Directive a: Reproduce every one of the numbered labeling rows after the book review, text lines included, but shift each coordinate in their answers up by 11 and leave out the pictures.
--- --- ---
As the trilogy begins, in “Escape from Oz,” Falken is a convicted murderer who is sent to a planet dubbed Oz (after Australia, a continent that was itself originally settled by English convicts) that has become a giant natural prison. Hundreds of criminals from Earth have been dropped on an island over the years and formed two very different tribes, one agrarian and rather peaceable, and the other dedicated to constant staged fights among its members. Falken and a few of his closest companions in the peaceable group stumble across a discovery that may allow them to get off the planet. However, the planet holds some strange natural secrets that may pose a danger to every prisoner on the island.
It’s not a real spoiler to reveal that Falken does get away from Oz, and the expression, “out of the frying pan, into the fire,” comes immediately to mind when, in the second book, entitled “Escape from Olympus,” he takes a job as a tour guide on an even more dangerous planet called Olympus, whose claim to fame is a species of very large flying, carnivorous animals that can tear people to shreds before devouring them. Exotic animal life attracts thrill seekers such as those on Falken’s tour, especially after they are given the name “dragons,” but it also attracts some people with a far more sinister motive, who launch their own attack on the tour group and the scientific facilities on the island.
Once again, Falken survives and in the final volume of the trilogy, “Return to Oz,” does exactly that, going back to the planet Oz to try to prove the innocence of one of his friends from his earlier stay on the planet, while, at the same time, keeping the man alive long enough to enjoy any possible freedom. In the meantime, his friend’s daughter, whom Falken met during the events in “Escape from Olympus,” is on Earth trying to do the same thing, digging up her father’s old criminal case.
The real strength of Platt’s books, in my view, are the elaborate, well-thought out ecosystems that he creates. Both Oz and Olympus are highly complex worlds, with some exotic, deadly creatures, and the author manages to spring some surprises on readers as he goes. The biggest twist occurs at the end of “Escape from Oz,” one that I honestly never saw coming and which completely dazzled me (and set the stage for “Return to Oz”). That last book suffers a bit in comparison with the first two because the elements of novelty and surprise are a bit lacking, but readers will have a lot of fun taking “tours” of those planets for the first time.
--- --- ---
Directive b: Extend the review of the Oz trilogy past its last sentence.

Provided data:
--- --- ---
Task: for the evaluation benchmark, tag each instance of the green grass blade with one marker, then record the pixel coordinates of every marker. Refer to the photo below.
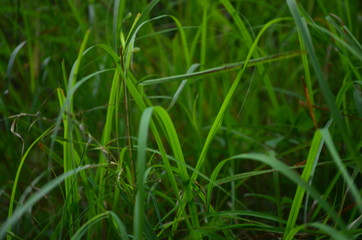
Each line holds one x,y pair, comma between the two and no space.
11,64
138,220
327,93
219,118
293,176
17,176
86,227
39,195
224,68
341,166
118,225
314,152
--- --- ---
Expected answer a:
Task: for the evaluation benchmark, tag each instance of the green grass blade with one marker, then record the pixel coordinates of every marker. Refer to the photo below.
Each line holds one x,y pair, comma between the two and no space.
22,75
149,231
338,104
230,129
304,187
28,187
97,238
50,206
235,79
352,177
129,236
325,163

Expected answer b:
But the books in “The Falken Chronicles” aren’t simply musings on alternate worlds. There is plenty of good old-fashioned action in them as well, as Falken frequently has to do battle with dangerous forms of animal life (especially the dragons on Olympus) and even more dangerous human villains who oppose him. It’s a good thing that Falken, a former fighter turned underground brawler who beat his wife’s lover to death, is handy with his fists and his wits, otherwise the trilogy of novels would probably have been a single novelette. He’s a likable, albeit realistically flawed hero who easily supports three separate novels.
While the first two novels of “The Falken Chronicles” are self-contained and easily stand on their own, the trilogy is better as a whole. In particular, the events in “Return to Oz” make more sense if readers have previously read “Escape from Oz.” Individually, these are three enjoyable novels, with “Escape from Oz” one of the best examples of its genre you’ll find (especially the twist ending). Taken as a whole, as they are available in this volume, they provide hours or days of exciting and thought provoking science fiction for readers.